# Problem description:
Continue the remarks on U.S. nuclear weapons policy below, starting right after their final sentence.

# Source text:
┌────────

As we continue to prosecute the war on terror, it should be a central tenet of the U.S. policy to do everything at our disposal to make nuclear weapons less desirable, less available, and less likely to be used. This does just the opposite.

This administration appears to be looking for new ways to use our nuclear advantage, to restructure our force so nuclear weapons are more "usable.'' That sends a very troubling message to others who might also aspire to obtain or use nuclear weapons.

Let me just quote a Pentagon spokesperson in saying this: "This administration is fashioning a more diverse set of options for deterring the threat of weapons of mass destruction. That is why the administration is pursuing advanced conventional forces and improved intelligence capabilities. A combination of offensive and defensive and nuclear and nonnuclear capabilities is essential to meet the deterrence requirements of the 21st century."

I profoundly disagree. If the most potent conventional military on Earth cannot meet the challenges without new nuclear weapons, it is a tragedy indeed. The administration's own nuclear posture review, released in January of 2002, did not focus solely on the role of nuclear weapons for deterrence. It stressed the importance of actually being prepared to use nuclear weapons. In fact, the review noted we must now plan to possibly use them against a wider range of countries.

To that end, I would like to put into the record a New York Times article by Michael R. Gordon, dated March 9. I ask unanimous consent that it be printed in the Record following my comments.

└────────

# Supplied data:
┌────────

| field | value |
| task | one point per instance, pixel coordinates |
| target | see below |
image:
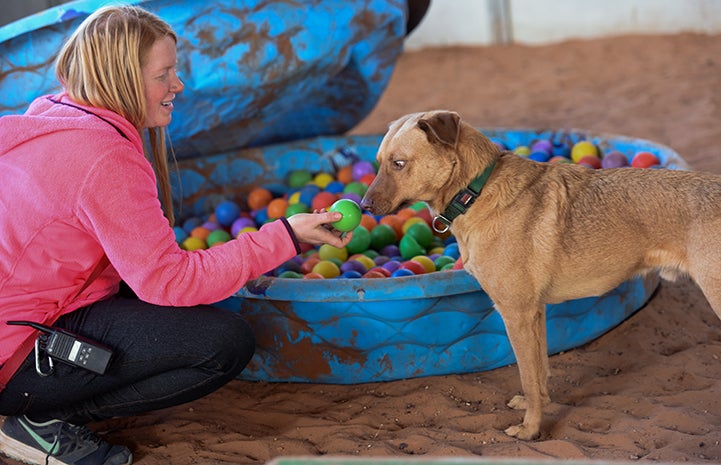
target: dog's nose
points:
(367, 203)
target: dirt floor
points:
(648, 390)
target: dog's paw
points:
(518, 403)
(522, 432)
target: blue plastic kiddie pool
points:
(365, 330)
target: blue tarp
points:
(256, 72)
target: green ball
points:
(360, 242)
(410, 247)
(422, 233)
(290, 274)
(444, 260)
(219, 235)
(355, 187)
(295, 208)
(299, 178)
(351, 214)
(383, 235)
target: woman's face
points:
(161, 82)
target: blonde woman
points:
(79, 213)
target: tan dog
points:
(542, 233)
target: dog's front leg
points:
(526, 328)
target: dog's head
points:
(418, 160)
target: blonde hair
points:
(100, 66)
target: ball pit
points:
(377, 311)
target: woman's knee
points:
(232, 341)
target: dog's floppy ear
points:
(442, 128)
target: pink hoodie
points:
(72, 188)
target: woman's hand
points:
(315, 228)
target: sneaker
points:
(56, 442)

└────────

# Reply to the exercise:
Mr. President, in addition, the nuclear posture review said we need to develop new types of weapons so we can use them in a wider variety of circumstances and against a wider range of targets, such as hard and deeply buried targets, or to defeat chemical and biological weapons. Even the New York Times suggests we would even consider a first strike against a nonnuclear country if that country possessed biological or chemical weapons.

It seems clear that this administration is no longer focused solely on the role of nuclear weapons for deterrence. Rather, the new triad proposed by the administration has grouped nuclear and conventional weapons together on a continuum, believing each has an equal role on the battlefield.

During the cold war, the nuclear triad consisted of air, land, and sea nuclear forces--bombers, ALBMs, ICBMs and SLBMs. The new triad consists of offensive strike forces, missile defense--which has yet, incidentally, been shown to work--and a responsive infrastructure to support the forces. Strategic nuclear forces are combined dangerously, in my view, with conventional strike capabilities in the offensive leg of the new triad.

This new triad represents a radical departure from the idea that our strategic nuclear forces are primarily intended for deterrence, not for offense as the new triad proposes.

In a few months, after issuing the Nuclear Posture Review, President Bush signed National Security Presidential Directive 17 indicating the United States might use nuclear weapons to respond to a chemical or biological attack. I find the Nuclear Posture Review and NSPD-17 deeply disturbing.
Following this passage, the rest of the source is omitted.